**** Text under study ****

A cooperation agreement has been signed with an Australian medical cannabis investment fund.
Permission to export cannabis from Israel was recently granted, and in principle, the procedures developed in the Nextar incubator can be sent to any country in the world to which the material can be imported. There is currently only one company in the world serving the international market – a Dutch company with a large center in Canada.
The cannabis market reform, which is scheduled to go into effect soon, divides the field into two types of players. One is the growers and the other is the manufacturers, who extract and package the material. The material is sent for laboratory tests. Abraham Dreazen, Orna Dreazen’s son, who will manage the development center, says, “We met with the Ministry of Health Medical Cannabis Unit, and together we realized that they had skipped over a category – development. The product goes from the plant to the patient, but does not really undergo development as a drug. Companies go to the Medical Cannabis Unit wanting to develop. There is innovation, desire, and ambition, but these are startups with no knowledge of how to approach the medical market.”
Abraham Dreazen adds, “The Ministry of Health doesn’t want everyone calling himself a startup for research in the field to get a license for medical cannabis. It’s convenient for them to have another party like us between the startup and the market, so that the innovation doesn’t get wasted, but there is nonetheless supervision. Every such startup will still have to get an independent cannabis research license, but it will have a home where it can conduct the research. We believe that this will make it easier for the Medical Cannabis Unit to grant the license.”
Penn: “As someone who has dealt in restricted materials in higher education and startups, I can say that this is a real problem. It makes anyone nervous to know that there’s a drug in the laboratory for which he’s responsible.”
Orna Dreazen: “We know how to work with materials that are hazardous or restricted. We have worked with drugs based on opiates and with Ritalin, which is subject to legal regulation and supervision, and we also know how to handle toxic materials, such as those used in chemotherapy.”

**** Data supplied ****

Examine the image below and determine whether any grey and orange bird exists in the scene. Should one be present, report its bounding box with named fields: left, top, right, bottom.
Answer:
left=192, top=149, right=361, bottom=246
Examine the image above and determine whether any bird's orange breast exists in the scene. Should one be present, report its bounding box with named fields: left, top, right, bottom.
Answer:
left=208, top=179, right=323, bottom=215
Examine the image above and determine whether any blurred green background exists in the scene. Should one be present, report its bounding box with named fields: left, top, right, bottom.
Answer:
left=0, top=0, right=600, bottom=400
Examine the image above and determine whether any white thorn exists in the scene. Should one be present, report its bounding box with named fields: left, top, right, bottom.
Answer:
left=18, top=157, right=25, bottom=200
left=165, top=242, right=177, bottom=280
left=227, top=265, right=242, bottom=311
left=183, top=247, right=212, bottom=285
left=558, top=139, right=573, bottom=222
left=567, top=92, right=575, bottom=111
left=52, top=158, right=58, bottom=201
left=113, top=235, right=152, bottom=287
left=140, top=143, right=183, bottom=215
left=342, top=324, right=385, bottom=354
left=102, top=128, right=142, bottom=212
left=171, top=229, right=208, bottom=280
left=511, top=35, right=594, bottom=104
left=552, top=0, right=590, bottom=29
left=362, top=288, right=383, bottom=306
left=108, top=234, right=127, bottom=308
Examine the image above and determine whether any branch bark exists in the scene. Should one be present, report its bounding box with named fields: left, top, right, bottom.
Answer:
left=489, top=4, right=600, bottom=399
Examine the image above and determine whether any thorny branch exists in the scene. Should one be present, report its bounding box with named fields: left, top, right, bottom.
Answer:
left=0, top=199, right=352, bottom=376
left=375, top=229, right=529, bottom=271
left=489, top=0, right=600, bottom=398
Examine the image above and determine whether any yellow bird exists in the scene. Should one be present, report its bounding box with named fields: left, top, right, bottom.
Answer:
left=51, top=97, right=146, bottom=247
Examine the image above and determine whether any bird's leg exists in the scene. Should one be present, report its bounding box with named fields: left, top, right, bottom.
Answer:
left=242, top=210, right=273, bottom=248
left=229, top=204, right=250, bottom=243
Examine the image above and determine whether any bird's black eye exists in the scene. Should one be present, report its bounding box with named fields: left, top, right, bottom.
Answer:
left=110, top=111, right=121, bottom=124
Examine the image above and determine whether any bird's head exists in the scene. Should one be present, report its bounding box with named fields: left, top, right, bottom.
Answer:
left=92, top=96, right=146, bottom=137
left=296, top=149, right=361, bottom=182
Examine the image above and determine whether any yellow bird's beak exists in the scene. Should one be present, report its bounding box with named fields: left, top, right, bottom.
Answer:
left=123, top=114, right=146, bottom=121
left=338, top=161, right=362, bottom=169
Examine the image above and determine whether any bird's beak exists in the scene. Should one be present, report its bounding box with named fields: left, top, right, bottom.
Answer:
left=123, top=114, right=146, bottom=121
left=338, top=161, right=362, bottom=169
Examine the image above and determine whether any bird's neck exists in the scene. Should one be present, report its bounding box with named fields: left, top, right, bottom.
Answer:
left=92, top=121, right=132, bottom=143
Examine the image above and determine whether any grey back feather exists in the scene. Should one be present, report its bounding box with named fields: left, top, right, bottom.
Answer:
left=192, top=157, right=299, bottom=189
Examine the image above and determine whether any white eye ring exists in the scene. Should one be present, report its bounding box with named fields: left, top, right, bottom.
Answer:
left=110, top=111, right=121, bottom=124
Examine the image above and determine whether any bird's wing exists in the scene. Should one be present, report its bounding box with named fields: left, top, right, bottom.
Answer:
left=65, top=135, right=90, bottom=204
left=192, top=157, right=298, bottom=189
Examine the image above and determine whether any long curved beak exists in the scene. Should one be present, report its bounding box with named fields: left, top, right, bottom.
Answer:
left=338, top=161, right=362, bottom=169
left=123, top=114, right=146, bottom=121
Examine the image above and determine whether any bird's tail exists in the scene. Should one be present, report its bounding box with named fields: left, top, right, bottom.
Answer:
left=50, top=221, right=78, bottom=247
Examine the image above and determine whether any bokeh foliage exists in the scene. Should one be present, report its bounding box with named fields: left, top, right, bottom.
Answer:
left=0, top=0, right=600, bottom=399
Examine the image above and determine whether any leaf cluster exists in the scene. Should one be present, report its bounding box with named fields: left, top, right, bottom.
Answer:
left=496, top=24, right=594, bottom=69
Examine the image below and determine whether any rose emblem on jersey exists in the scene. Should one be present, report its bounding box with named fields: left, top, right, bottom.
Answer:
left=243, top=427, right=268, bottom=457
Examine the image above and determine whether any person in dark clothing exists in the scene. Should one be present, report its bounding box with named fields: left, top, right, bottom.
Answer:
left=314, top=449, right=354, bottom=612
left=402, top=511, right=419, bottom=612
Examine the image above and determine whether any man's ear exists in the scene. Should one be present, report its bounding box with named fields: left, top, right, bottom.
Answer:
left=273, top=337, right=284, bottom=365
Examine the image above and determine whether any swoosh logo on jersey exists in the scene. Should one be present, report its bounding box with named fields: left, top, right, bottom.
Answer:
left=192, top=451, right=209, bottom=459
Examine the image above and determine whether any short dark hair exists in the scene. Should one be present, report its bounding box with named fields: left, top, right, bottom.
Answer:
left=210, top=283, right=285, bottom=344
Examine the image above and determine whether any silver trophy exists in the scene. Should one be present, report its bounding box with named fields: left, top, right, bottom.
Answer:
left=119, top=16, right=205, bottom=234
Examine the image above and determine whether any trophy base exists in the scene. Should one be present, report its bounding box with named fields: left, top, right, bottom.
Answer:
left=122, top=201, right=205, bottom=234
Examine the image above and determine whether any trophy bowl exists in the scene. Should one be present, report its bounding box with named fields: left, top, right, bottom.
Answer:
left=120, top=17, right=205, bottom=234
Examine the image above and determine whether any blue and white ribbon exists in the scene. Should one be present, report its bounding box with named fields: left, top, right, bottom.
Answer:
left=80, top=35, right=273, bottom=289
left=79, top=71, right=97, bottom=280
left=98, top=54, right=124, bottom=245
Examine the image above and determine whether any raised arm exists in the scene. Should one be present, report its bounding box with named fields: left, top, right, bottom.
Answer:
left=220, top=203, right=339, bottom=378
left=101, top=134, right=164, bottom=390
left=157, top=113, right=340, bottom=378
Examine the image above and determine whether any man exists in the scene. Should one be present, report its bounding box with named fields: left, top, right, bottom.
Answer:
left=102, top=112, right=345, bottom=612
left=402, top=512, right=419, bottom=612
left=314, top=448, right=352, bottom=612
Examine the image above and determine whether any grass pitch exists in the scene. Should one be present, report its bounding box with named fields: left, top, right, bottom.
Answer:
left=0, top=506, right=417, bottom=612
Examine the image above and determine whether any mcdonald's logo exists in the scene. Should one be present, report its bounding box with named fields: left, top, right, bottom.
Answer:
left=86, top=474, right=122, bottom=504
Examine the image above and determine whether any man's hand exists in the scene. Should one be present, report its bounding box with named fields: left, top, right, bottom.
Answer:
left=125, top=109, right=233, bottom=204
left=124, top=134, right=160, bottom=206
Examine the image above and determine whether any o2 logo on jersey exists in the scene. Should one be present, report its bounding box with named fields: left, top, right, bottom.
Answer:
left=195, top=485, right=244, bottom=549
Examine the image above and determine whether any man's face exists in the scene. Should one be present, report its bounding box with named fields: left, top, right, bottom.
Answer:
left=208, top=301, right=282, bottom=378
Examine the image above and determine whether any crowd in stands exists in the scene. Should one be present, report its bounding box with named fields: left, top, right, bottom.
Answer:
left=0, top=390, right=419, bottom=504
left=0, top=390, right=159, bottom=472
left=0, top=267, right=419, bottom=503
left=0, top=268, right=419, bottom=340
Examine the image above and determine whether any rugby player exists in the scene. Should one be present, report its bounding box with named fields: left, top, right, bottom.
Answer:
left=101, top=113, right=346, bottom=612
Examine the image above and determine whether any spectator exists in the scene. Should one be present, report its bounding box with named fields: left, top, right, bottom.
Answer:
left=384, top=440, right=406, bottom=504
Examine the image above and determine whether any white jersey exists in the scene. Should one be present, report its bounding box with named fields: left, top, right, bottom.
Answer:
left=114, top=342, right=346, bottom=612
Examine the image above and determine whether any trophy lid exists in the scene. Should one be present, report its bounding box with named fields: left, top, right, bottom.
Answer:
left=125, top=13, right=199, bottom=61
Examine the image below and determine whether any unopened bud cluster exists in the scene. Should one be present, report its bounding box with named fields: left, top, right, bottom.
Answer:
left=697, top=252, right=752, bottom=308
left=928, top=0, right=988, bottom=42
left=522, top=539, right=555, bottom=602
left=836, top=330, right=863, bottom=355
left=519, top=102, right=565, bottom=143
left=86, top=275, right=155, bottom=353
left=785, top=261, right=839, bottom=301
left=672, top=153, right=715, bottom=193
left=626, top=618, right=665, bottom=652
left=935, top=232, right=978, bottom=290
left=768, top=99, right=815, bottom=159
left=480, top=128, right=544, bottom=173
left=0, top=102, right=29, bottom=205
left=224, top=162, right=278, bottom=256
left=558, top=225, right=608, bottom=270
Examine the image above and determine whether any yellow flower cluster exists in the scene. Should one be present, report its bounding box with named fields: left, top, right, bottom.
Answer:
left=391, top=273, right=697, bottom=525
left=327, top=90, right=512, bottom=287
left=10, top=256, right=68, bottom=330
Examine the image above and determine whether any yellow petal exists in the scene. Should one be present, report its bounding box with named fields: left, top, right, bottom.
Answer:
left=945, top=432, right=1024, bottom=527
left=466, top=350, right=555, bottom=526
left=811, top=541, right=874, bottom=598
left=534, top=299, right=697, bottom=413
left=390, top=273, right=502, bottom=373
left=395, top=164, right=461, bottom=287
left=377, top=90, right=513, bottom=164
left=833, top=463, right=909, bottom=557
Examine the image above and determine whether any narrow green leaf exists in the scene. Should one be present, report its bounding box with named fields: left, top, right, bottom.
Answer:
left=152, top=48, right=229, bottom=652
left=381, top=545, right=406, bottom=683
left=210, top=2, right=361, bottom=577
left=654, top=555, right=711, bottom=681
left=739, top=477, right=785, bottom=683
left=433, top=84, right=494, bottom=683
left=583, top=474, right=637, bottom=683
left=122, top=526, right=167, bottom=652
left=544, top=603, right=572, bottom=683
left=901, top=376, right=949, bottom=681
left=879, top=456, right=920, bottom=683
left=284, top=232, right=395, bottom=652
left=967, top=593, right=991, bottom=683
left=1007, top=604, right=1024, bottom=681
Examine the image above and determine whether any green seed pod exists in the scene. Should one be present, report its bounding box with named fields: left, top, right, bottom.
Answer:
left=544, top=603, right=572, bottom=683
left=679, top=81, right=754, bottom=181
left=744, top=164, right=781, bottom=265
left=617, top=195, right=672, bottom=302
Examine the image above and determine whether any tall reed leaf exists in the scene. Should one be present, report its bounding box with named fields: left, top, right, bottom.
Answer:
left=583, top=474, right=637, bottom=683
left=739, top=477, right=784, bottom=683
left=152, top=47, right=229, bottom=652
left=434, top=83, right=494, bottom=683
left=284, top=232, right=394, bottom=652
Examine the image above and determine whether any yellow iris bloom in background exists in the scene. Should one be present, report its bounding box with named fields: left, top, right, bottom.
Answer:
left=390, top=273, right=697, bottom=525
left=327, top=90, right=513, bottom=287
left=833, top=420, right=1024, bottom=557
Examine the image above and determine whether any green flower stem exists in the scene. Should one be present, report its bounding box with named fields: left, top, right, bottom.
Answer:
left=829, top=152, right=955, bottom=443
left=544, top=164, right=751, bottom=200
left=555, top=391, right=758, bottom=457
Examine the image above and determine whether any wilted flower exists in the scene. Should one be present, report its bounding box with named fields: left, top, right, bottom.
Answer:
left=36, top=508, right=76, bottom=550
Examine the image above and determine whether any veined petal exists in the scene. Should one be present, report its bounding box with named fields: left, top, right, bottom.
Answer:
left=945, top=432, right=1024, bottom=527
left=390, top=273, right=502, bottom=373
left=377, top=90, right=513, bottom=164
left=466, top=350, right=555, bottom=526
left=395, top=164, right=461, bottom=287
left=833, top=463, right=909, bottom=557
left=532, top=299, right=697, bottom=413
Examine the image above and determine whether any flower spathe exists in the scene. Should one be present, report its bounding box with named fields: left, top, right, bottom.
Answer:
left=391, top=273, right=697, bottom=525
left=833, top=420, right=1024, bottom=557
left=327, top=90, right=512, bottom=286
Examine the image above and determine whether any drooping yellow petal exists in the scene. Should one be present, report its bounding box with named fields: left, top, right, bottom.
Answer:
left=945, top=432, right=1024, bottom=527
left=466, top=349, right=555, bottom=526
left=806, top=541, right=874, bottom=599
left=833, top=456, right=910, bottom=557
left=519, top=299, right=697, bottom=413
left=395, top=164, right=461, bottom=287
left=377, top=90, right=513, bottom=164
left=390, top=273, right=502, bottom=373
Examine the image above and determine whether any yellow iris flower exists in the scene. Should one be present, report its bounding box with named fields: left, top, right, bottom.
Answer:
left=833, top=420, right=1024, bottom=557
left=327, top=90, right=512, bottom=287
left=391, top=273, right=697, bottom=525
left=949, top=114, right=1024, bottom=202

****

_What to work on_
Transcribe the part of the medical cannabis passage starting with "A cooperation agreement" and going on through "center in Canada.". The material here comes from a different source than the medical cannabis passage.

_Solution to this problem_
A cooperation agreement has been signed with an Australian medical cannabis investment fund.
Permission to export cannabis from Israel was recently granted, and in principle, the procedures developed in the Nextar incubator can be sent to any country in the world to which the material can be imported. There is currently only one company in the world serving the international market – a Dutch company with a large center in Canada.